[Start DATASET]
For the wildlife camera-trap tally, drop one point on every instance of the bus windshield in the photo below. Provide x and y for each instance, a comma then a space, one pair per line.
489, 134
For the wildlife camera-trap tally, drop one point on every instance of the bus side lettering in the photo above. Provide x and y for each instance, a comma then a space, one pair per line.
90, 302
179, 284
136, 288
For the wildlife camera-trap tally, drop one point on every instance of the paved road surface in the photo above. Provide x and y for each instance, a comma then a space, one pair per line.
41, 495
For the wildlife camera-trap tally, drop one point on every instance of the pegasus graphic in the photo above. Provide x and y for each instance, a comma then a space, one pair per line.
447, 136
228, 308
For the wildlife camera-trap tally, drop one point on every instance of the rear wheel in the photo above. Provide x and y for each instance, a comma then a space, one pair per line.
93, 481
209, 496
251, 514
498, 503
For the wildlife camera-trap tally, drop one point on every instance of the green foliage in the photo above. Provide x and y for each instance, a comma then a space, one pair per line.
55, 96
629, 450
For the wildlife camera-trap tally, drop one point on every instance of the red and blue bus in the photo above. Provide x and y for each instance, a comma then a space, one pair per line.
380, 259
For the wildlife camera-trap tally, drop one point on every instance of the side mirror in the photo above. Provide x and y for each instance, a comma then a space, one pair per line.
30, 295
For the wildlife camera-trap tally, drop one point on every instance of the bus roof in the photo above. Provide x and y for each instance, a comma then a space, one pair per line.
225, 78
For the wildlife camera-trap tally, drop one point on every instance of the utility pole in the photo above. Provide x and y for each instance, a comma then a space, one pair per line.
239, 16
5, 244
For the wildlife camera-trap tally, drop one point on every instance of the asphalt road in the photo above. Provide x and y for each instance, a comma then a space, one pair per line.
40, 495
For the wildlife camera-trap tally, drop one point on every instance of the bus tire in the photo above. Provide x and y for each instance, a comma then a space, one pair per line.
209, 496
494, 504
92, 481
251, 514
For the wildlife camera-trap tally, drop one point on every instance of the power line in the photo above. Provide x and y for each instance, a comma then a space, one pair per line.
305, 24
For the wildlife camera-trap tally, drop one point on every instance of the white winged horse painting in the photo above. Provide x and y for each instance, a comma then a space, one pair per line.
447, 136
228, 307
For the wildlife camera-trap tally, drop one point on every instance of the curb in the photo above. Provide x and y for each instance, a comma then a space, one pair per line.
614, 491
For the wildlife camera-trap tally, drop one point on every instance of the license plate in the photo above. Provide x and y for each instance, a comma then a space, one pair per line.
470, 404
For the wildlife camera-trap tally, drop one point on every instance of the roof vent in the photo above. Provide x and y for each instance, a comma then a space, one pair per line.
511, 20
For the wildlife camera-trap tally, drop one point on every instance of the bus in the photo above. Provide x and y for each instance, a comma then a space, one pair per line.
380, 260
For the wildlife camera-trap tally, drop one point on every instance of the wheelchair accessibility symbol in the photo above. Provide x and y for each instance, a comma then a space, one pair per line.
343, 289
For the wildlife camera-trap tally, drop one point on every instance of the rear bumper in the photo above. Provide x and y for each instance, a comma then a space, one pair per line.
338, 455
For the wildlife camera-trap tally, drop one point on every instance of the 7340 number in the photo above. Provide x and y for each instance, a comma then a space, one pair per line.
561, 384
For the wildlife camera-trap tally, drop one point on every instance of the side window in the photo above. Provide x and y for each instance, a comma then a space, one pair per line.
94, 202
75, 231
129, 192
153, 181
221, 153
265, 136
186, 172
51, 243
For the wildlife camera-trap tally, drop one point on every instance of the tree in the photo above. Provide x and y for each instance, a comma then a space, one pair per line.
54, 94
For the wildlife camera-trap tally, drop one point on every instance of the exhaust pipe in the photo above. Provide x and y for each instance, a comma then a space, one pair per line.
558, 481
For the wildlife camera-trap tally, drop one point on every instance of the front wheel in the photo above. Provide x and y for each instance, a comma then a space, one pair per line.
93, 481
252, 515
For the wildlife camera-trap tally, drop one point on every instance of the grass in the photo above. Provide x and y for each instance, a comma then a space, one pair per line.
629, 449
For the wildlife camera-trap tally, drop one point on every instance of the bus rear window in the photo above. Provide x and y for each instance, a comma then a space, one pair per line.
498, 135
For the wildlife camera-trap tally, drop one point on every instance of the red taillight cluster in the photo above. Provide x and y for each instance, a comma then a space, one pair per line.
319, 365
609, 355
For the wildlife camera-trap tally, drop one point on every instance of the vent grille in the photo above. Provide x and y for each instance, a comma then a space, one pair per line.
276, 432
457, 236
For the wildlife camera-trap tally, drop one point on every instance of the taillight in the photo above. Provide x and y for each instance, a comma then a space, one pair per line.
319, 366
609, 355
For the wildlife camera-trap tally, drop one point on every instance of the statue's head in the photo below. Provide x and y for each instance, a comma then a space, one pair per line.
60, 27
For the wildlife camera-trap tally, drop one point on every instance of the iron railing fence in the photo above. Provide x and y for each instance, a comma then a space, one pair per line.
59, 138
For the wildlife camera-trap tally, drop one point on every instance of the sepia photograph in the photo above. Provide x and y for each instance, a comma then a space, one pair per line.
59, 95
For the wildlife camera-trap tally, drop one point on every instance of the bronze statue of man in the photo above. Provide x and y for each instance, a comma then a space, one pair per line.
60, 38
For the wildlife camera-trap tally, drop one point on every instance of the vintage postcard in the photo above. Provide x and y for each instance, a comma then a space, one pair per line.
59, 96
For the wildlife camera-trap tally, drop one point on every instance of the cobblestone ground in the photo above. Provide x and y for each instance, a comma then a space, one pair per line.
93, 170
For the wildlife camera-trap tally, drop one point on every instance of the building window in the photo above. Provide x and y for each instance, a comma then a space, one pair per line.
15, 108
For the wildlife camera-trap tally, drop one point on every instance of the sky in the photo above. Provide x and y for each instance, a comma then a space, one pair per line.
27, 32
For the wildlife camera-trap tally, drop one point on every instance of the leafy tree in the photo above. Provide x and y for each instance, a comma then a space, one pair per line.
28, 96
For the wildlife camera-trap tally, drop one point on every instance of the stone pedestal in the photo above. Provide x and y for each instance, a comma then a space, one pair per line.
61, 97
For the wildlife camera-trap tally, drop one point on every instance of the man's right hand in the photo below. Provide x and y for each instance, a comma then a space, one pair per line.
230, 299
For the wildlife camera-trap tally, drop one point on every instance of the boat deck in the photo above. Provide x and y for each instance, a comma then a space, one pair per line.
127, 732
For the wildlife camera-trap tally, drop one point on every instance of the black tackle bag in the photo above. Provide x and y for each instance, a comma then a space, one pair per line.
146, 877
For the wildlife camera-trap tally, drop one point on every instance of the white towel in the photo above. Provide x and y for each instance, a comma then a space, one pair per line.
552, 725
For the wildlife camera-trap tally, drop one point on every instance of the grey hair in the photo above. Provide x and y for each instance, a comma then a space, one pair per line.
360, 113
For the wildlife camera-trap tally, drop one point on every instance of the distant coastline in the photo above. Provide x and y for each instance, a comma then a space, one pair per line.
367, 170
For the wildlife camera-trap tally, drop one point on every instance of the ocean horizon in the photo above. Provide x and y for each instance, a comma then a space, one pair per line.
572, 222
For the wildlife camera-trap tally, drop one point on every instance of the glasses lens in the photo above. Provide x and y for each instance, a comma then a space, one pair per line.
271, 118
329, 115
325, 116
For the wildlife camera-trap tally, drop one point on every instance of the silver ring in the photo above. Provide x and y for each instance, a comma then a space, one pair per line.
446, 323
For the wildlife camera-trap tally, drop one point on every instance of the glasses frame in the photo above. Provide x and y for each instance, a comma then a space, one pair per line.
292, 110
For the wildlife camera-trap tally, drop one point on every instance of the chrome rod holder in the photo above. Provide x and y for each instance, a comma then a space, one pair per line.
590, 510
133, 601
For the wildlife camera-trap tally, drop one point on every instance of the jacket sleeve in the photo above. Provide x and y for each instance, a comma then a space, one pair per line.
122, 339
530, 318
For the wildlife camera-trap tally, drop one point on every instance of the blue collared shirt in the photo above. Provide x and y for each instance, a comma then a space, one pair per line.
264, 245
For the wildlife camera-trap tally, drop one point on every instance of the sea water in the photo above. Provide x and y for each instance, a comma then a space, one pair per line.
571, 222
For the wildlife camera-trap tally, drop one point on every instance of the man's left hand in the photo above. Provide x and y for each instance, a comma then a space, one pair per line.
[End DATASET]
*TASK TO CARRY OUT*:
Only the lines from the one that contains "of the distant" to the end of the entries above should be given again, exactly and in full.

*RESULT*:
For the wildlife camera-trap tally, drop one point on every instance of the distant coastline in the photo above. Provide x and y for each instance, a comma then a space, one pair per line.
367, 170
For the wildlife camera-trap tally, drop one point on every instance of the ocean horizon in the photo above. Provide x and y for each instance, a comma then a space, one pair per line.
572, 222
For the wildlife camera-trap tally, drop one point on every instance of the glasses lens in the photo above. Provide x and y for each instance, a comma then a space, one pair per line.
271, 118
329, 115
325, 116
For the wildlife camera-trap tally, drop one point on every instance of the silver ring in the photo above. Provide x and y for each instance, a comma then a space, one pair per line.
446, 323
For the wildlife camera-trap tally, drop one point on every instance of the glasses frame in the photo above. Provide x and y for each instance, a comma then a space, one pair per line.
292, 110
For the wildlife camera-trap tally, drop one point on every instance of the chrome rod holder in the photo above. Provide x and y for each instance, a comma then a space, one pair per line.
590, 510
133, 601
For the wildlife camera-trap tally, drop one point on every instance of the jacket sleeve in the photo above. Provide x and y for each instance, a comma then a space, one pair per line.
122, 339
530, 318
For the wildlife camera-trap tally, drop one point on every instance of the blue collared shirt in the photo above. Provide x and y for each instance, a comma then a space, one pair per line.
264, 245
For the wildlife camera-trap tally, drop one point on every instance of the sea water in the photo above. Provide x and y for each instance, a comma then a space, one pair per line.
571, 222
For the wildlife camera-trap tally, drop one point on every instance of the man's left hand in the photo above. Provide x and y for each instance, a comma then a space, one pair per line.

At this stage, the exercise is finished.